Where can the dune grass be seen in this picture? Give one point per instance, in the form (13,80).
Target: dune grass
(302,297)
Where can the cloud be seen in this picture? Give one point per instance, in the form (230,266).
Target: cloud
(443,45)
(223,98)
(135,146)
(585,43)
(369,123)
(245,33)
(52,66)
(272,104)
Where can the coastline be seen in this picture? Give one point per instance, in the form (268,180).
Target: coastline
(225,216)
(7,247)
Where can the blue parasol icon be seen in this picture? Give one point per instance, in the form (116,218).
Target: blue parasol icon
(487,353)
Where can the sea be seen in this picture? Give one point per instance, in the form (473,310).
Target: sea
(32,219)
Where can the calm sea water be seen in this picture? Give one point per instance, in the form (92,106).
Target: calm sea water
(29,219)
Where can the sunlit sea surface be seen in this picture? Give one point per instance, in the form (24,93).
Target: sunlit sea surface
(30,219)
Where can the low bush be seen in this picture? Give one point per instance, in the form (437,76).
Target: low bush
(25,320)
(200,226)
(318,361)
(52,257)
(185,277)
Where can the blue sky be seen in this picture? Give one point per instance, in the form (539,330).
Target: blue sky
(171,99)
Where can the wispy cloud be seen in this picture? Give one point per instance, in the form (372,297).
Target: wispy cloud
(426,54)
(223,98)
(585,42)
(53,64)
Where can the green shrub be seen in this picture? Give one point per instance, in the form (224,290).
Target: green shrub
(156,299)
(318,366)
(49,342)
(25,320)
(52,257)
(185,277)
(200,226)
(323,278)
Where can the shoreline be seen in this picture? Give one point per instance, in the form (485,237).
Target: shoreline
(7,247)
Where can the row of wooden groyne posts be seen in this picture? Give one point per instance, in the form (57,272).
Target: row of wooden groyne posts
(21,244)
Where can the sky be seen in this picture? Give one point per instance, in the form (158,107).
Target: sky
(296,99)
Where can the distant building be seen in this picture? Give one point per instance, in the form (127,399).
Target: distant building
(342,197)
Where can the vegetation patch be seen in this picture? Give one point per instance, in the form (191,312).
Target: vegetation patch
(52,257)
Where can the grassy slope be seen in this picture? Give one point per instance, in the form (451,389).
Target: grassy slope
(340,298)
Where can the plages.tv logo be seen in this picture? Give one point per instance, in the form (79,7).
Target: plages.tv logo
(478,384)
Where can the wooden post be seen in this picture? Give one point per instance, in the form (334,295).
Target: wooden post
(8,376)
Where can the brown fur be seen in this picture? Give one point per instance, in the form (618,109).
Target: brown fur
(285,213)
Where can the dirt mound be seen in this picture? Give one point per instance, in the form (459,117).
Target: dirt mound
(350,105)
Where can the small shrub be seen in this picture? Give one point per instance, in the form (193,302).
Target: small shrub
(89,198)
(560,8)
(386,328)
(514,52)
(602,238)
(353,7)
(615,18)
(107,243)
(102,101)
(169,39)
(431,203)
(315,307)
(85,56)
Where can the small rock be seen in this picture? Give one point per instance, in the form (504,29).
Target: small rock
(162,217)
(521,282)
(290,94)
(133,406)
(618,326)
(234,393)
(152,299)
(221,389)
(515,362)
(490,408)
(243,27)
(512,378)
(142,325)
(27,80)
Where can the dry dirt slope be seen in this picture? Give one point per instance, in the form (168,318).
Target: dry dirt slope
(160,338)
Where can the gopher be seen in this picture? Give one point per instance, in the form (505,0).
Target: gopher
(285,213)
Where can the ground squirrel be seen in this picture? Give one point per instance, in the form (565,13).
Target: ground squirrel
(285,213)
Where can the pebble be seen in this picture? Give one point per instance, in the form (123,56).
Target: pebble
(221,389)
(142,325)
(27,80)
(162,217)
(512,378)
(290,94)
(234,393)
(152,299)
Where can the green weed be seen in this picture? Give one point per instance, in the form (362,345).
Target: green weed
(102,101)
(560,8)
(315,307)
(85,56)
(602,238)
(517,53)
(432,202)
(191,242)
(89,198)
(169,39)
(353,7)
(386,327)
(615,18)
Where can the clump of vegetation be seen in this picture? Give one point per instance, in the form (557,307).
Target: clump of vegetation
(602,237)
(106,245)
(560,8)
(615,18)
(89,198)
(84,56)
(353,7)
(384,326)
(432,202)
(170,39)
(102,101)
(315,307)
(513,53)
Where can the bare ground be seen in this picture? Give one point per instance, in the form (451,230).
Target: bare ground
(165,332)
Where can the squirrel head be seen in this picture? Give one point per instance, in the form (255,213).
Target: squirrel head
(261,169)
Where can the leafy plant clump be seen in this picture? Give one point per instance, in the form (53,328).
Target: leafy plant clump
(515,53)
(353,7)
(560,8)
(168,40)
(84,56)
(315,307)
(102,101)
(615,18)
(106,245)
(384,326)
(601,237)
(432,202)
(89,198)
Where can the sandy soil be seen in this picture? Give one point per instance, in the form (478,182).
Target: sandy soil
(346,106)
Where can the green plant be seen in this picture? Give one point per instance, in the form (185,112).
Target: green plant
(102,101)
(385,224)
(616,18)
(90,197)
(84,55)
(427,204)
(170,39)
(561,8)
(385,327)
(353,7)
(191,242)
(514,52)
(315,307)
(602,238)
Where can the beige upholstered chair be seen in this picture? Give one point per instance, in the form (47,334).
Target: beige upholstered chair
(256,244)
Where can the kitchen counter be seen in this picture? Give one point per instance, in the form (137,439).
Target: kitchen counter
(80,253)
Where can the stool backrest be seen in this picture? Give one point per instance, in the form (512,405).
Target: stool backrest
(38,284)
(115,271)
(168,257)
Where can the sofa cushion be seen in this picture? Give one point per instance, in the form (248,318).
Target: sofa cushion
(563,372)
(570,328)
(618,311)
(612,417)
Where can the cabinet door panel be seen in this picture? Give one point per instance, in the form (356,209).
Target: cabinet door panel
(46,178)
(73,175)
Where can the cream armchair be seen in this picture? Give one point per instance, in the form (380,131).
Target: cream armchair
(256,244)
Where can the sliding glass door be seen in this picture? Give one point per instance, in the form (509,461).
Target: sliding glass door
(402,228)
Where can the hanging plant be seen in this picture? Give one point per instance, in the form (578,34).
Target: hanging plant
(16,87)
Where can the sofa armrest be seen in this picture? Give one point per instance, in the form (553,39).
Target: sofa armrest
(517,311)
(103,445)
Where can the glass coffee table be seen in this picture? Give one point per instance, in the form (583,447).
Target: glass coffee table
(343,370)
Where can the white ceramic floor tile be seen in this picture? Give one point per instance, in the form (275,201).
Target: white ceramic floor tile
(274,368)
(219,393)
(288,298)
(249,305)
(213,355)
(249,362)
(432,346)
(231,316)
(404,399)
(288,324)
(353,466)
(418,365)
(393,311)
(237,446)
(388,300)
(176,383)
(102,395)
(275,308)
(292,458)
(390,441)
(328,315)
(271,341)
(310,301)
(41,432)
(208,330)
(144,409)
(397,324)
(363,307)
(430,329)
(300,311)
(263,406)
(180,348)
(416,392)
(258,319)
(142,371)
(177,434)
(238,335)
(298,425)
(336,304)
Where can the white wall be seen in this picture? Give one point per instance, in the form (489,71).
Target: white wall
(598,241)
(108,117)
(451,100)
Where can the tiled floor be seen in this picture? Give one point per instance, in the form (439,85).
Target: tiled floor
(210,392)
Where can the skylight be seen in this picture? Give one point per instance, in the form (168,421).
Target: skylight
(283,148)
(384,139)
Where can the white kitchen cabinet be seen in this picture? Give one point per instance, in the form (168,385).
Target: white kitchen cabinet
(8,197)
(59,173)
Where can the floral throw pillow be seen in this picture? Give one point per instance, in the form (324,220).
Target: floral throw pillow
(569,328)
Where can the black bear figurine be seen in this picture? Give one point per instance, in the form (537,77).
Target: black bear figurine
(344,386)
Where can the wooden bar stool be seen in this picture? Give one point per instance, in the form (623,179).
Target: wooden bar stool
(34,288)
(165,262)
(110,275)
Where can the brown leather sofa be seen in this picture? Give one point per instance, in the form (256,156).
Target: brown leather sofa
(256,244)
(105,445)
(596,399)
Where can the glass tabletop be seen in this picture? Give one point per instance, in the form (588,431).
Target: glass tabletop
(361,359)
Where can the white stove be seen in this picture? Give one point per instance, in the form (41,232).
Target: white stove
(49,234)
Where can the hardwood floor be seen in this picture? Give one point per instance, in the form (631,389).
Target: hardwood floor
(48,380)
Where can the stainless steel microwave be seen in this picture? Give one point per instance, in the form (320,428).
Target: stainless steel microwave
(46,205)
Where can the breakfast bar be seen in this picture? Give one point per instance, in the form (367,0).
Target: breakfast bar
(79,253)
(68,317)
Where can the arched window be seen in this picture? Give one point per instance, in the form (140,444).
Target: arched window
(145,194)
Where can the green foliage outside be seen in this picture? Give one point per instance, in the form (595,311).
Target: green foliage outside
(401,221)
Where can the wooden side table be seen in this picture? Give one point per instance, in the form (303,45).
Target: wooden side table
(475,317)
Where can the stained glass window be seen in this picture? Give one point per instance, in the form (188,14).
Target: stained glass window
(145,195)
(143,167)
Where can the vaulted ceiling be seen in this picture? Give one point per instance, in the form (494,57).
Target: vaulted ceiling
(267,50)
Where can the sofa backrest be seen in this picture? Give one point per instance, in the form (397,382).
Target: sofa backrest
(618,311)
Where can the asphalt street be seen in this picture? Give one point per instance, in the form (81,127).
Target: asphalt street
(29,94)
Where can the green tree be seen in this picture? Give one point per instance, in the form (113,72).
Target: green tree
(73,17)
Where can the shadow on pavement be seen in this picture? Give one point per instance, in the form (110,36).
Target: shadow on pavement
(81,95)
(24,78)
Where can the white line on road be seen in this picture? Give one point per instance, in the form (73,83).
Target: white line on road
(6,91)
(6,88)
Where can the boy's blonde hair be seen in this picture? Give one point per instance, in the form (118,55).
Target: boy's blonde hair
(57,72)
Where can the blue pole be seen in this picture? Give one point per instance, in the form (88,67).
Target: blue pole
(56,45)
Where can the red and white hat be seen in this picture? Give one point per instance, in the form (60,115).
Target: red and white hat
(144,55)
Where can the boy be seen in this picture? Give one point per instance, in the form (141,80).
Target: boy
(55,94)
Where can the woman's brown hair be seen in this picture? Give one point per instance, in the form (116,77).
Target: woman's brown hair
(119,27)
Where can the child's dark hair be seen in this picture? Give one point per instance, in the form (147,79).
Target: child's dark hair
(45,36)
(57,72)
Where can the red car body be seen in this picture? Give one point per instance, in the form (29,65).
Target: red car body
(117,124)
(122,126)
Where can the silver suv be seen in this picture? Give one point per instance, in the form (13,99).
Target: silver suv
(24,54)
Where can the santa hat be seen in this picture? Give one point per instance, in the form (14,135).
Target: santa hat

########

The answer must be every line from the records above that contains the word "santa", copied in full.

Where can the santa hat be seen in this picture? Give one point per instance, in the form (14,135).
Target: santa hat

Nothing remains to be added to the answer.